-- Given records follows --

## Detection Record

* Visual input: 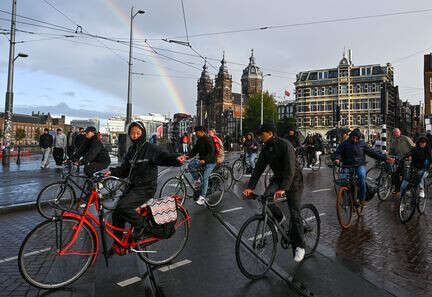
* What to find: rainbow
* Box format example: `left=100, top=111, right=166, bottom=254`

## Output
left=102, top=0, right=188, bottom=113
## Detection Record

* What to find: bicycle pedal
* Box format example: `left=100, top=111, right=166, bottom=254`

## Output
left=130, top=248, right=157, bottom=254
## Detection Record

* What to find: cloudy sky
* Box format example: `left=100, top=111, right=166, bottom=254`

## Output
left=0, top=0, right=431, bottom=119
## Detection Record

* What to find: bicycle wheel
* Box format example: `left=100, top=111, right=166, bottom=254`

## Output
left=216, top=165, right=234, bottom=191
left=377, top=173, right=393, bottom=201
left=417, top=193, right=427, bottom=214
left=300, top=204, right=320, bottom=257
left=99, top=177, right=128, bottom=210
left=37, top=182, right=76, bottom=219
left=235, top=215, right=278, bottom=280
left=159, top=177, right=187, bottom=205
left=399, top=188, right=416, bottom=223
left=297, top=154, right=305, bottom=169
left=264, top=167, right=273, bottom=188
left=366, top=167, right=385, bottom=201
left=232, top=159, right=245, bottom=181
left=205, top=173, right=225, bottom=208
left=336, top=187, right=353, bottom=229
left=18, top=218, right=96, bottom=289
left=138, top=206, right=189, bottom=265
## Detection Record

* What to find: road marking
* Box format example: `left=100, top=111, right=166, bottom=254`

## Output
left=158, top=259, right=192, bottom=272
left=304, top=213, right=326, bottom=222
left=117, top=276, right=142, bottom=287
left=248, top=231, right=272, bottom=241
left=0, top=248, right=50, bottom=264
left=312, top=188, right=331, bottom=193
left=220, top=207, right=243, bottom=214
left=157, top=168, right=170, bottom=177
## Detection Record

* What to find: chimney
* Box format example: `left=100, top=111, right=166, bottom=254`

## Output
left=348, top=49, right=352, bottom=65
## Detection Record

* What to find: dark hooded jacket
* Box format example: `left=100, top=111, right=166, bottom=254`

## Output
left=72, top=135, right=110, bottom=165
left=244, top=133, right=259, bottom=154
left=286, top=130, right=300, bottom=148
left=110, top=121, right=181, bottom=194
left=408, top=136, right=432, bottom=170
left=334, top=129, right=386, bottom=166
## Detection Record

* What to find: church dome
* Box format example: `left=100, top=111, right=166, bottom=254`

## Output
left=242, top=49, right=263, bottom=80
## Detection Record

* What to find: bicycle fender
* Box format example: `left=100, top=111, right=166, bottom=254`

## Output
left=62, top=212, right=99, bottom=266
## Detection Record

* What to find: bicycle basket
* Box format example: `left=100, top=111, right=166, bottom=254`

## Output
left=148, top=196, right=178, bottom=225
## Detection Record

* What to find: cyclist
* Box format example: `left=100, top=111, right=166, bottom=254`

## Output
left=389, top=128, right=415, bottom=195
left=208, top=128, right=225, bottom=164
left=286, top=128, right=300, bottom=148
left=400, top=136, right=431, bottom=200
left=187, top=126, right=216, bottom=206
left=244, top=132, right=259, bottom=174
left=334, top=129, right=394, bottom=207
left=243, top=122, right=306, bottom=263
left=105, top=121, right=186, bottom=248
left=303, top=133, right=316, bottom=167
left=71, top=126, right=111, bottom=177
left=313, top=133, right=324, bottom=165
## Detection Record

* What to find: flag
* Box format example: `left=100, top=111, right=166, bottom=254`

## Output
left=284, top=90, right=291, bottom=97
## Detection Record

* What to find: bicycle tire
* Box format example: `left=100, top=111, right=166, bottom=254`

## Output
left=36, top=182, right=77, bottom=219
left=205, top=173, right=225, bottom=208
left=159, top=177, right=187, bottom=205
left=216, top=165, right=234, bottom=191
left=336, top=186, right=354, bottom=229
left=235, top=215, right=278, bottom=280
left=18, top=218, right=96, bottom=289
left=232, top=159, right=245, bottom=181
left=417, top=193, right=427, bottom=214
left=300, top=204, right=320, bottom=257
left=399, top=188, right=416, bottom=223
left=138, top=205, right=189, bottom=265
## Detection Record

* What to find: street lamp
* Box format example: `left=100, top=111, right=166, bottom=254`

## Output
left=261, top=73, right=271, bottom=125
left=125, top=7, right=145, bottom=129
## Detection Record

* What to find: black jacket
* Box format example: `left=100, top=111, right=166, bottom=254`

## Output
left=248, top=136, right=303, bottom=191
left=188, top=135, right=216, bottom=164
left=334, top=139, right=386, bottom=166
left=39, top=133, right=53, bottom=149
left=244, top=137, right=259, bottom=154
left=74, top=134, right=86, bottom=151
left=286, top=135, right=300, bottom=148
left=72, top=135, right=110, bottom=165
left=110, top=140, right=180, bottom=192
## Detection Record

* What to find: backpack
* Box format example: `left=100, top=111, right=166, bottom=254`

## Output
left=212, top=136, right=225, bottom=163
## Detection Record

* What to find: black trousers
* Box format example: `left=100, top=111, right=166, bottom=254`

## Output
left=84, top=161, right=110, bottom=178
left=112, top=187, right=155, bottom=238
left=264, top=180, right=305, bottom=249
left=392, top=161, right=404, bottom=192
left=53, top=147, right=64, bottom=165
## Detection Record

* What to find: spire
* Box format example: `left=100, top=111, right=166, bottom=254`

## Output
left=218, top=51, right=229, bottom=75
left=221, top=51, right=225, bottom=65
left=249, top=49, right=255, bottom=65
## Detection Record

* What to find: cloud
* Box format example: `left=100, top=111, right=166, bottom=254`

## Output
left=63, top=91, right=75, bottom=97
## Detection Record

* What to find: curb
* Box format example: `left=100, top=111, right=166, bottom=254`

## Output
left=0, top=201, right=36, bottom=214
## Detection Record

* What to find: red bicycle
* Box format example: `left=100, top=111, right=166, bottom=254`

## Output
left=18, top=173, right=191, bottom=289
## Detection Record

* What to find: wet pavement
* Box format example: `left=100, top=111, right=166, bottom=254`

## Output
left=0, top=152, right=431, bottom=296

-- Given records concluded --
-- Given records follows --

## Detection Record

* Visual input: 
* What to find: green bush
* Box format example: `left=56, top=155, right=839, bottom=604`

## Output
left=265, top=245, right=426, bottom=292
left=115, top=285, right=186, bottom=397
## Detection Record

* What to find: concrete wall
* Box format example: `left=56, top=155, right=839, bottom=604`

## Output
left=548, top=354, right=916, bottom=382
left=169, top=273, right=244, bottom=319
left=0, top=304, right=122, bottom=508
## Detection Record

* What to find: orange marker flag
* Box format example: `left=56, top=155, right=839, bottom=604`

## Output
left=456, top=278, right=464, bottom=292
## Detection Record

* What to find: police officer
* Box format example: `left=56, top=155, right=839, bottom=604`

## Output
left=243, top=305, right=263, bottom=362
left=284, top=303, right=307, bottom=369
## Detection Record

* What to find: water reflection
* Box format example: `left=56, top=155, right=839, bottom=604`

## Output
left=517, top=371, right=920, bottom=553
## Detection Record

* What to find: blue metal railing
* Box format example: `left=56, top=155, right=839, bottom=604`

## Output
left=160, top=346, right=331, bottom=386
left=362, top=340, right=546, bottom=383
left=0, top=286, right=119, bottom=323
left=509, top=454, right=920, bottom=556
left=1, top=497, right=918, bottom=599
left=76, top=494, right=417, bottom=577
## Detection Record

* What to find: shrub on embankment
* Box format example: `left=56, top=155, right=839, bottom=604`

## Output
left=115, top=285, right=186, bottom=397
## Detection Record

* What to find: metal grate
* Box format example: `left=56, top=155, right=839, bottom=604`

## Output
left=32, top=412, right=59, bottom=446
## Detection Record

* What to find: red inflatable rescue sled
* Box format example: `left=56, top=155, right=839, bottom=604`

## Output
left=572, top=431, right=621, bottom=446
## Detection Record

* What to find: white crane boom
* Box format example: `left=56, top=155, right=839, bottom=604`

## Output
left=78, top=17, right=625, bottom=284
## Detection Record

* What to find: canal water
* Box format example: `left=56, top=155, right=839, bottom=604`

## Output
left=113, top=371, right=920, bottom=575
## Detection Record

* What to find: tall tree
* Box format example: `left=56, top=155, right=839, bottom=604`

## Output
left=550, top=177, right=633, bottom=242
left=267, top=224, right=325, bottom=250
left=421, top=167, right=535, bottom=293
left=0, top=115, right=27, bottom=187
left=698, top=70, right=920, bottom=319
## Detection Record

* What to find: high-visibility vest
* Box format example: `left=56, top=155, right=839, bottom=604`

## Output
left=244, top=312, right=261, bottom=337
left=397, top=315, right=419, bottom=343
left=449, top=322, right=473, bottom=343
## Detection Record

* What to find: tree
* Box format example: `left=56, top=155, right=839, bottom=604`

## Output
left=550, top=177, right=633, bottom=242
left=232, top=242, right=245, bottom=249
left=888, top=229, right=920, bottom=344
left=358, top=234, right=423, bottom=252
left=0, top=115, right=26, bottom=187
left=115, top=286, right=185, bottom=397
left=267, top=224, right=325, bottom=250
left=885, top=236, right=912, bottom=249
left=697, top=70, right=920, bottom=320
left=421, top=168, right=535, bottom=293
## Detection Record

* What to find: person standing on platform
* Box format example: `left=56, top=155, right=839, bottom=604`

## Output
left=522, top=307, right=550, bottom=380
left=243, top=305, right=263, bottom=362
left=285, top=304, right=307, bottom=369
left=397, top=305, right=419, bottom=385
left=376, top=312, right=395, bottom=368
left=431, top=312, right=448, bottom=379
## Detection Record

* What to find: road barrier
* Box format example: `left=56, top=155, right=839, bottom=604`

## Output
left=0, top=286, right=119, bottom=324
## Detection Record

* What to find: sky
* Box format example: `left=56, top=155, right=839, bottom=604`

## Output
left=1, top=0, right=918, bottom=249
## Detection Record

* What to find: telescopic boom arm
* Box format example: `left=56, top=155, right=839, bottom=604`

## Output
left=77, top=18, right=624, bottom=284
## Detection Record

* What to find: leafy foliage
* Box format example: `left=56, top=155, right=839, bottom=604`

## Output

-- Given records concluded --

Exercise requirements: All lines above that contain the word "black" are to be copied.

Answer to this exercise:
* What to find: black jacket
* What to find: black trousers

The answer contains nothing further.